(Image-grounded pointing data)
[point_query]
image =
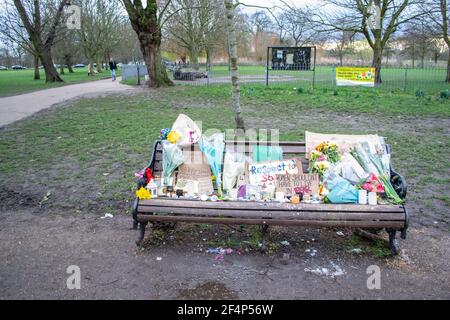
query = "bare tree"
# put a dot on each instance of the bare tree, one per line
(438, 10)
(343, 45)
(100, 30)
(230, 7)
(14, 32)
(42, 33)
(147, 23)
(187, 26)
(261, 25)
(377, 20)
(297, 25)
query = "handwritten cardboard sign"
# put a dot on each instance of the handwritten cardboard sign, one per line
(293, 183)
(265, 173)
(197, 176)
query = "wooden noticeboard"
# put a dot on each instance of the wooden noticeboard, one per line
(293, 183)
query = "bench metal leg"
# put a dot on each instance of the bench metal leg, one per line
(393, 243)
(134, 213)
(264, 231)
(141, 233)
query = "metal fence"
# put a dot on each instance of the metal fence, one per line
(403, 79)
(396, 79)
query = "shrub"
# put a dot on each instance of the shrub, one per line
(420, 94)
(445, 94)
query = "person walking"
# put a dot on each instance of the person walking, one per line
(113, 68)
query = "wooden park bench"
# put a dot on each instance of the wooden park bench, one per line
(392, 218)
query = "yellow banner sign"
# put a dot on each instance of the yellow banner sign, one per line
(350, 76)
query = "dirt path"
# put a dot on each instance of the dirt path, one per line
(18, 107)
(36, 249)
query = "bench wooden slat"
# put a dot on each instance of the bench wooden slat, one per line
(336, 223)
(270, 206)
(303, 215)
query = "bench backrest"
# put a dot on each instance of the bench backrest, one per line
(290, 150)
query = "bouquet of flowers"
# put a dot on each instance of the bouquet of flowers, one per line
(378, 166)
(322, 157)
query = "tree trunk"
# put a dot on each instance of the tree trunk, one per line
(234, 64)
(193, 57)
(209, 56)
(68, 61)
(37, 74)
(157, 75)
(91, 68)
(51, 75)
(376, 63)
(147, 26)
(448, 70)
(99, 65)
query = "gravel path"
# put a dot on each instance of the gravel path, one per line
(18, 107)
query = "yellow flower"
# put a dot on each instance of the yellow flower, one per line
(173, 137)
(315, 155)
(322, 166)
(143, 194)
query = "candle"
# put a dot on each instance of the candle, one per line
(362, 196)
(279, 196)
(372, 198)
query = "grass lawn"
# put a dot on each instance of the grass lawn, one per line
(86, 154)
(14, 82)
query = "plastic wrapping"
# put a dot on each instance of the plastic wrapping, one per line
(341, 190)
(234, 166)
(213, 148)
(188, 130)
(172, 159)
(350, 169)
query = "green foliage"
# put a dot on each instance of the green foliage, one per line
(419, 94)
(445, 95)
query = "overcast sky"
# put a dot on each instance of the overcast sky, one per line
(271, 3)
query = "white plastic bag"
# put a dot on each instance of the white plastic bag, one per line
(234, 166)
(188, 130)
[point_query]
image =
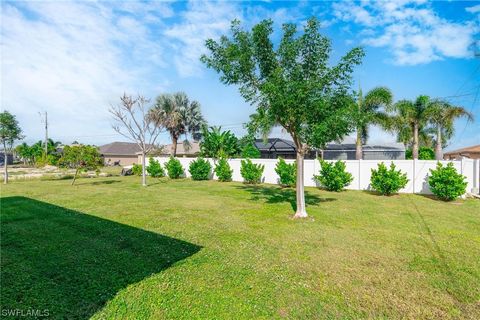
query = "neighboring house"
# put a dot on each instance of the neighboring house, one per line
(346, 151)
(120, 153)
(472, 152)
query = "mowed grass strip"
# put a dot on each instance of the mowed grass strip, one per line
(109, 248)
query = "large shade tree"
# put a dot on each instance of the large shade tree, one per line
(371, 109)
(10, 131)
(441, 115)
(291, 84)
(410, 120)
(179, 116)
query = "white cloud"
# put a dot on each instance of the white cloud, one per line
(411, 30)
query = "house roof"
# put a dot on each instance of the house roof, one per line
(472, 149)
(275, 144)
(120, 148)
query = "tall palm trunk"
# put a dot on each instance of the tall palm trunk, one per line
(438, 145)
(300, 189)
(415, 141)
(358, 147)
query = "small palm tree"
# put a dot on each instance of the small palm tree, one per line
(410, 120)
(179, 116)
(442, 115)
(369, 112)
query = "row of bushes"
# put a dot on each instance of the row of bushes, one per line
(444, 182)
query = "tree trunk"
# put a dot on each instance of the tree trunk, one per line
(174, 146)
(438, 146)
(301, 212)
(75, 176)
(415, 142)
(358, 147)
(5, 163)
(144, 174)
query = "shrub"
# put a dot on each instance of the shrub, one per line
(200, 169)
(154, 168)
(386, 181)
(137, 169)
(251, 172)
(223, 171)
(286, 172)
(446, 183)
(174, 168)
(249, 151)
(333, 176)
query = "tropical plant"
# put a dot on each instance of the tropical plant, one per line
(174, 168)
(369, 112)
(410, 119)
(286, 173)
(218, 144)
(333, 176)
(154, 168)
(179, 116)
(200, 169)
(441, 115)
(80, 158)
(10, 131)
(387, 181)
(251, 172)
(446, 183)
(223, 170)
(293, 85)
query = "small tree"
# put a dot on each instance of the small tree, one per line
(134, 123)
(333, 176)
(286, 173)
(446, 183)
(292, 84)
(388, 181)
(10, 131)
(80, 158)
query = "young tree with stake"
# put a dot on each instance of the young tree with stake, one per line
(292, 84)
(9, 132)
(134, 123)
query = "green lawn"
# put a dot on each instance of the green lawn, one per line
(108, 248)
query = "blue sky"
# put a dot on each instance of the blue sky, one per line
(75, 59)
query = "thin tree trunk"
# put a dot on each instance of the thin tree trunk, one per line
(174, 146)
(415, 142)
(301, 211)
(144, 175)
(5, 163)
(75, 176)
(358, 147)
(438, 146)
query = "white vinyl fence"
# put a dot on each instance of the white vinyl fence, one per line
(417, 171)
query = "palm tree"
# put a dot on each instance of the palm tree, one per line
(179, 116)
(369, 113)
(410, 120)
(442, 115)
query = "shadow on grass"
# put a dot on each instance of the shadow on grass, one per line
(71, 263)
(279, 195)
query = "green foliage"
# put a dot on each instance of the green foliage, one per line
(154, 169)
(424, 153)
(286, 172)
(251, 172)
(387, 181)
(200, 169)
(174, 168)
(333, 176)
(446, 183)
(223, 170)
(250, 151)
(218, 144)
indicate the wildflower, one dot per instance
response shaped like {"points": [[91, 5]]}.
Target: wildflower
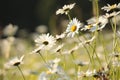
{"points": [[15, 61], [73, 27], [88, 41], [60, 37], [89, 73], [65, 9], [94, 24], [43, 76], [111, 7], [115, 54], [10, 30], [44, 42], [81, 63], [58, 49], [53, 67], [41, 29], [113, 14], [71, 51]]}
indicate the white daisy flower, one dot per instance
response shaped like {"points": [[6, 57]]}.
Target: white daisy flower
{"points": [[10, 30], [73, 27], [53, 66], [14, 62], [65, 9], [45, 42], [90, 73], [110, 7], [43, 76], [113, 14], [94, 24], [60, 37], [58, 48]]}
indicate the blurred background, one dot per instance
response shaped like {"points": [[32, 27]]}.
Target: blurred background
{"points": [[29, 14]]}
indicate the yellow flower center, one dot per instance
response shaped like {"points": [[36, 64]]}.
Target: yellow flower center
{"points": [[89, 26], [113, 6], [73, 28]]}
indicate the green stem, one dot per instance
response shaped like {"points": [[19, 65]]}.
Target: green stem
{"points": [[21, 72], [42, 57], [69, 16]]}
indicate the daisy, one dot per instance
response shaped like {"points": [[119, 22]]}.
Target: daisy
{"points": [[45, 42], [15, 62], [111, 7], [113, 14], [94, 24], [73, 27], [60, 37], [53, 66], [65, 9], [43, 76], [58, 48], [10, 30]]}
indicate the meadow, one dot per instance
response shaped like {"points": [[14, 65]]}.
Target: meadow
{"points": [[82, 52]]}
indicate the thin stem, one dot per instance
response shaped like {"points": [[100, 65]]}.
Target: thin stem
{"points": [[86, 50], [42, 57], [69, 16], [21, 72]]}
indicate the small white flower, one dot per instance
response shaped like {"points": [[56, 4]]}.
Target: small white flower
{"points": [[53, 66], [45, 42], [43, 76], [65, 9], [113, 14], [89, 73], [94, 24], [58, 48], [60, 37], [14, 62], [73, 27], [110, 7], [10, 30], [41, 29]]}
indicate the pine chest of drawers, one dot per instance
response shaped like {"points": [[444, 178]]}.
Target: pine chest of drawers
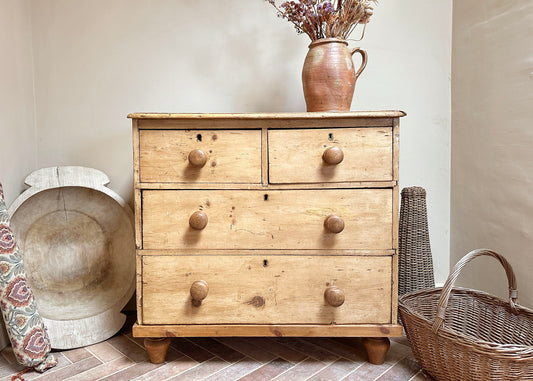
{"points": [[266, 225]]}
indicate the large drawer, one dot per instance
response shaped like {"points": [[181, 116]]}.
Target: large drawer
{"points": [[231, 156], [296, 156], [253, 219], [266, 289]]}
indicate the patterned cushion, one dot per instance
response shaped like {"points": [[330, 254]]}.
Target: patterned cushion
{"points": [[25, 327]]}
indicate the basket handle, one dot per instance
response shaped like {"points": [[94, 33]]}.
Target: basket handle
{"points": [[447, 288]]}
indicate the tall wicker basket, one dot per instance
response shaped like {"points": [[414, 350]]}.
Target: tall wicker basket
{"points": [[415, 264], [462, 334]]}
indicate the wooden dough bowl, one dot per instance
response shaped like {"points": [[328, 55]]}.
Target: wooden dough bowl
{"points": [[76, 237]]}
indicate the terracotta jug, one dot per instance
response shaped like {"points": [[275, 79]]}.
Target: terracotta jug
{"points": [[329, 75]]}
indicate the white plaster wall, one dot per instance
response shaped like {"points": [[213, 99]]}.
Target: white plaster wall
{"points": [[492, 140], [17, 129], [96, 61]]}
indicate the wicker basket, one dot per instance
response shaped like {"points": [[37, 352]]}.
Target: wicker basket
{"points": [[415, 264], [462, 334]]}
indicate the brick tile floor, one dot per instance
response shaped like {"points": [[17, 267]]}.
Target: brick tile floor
{"points": [[123, 357]]}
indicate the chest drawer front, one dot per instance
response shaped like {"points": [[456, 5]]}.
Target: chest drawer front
{"points": [[296, 156], [285, 219], [231, 156], [266, 289]]}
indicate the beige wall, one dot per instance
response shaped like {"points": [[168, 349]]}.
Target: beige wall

** Instructions for the task **
For each line in the records that holds "beige", show that line as it stands.

** Task output **
indicate the beige wall, one dot per instance
Target: beige wall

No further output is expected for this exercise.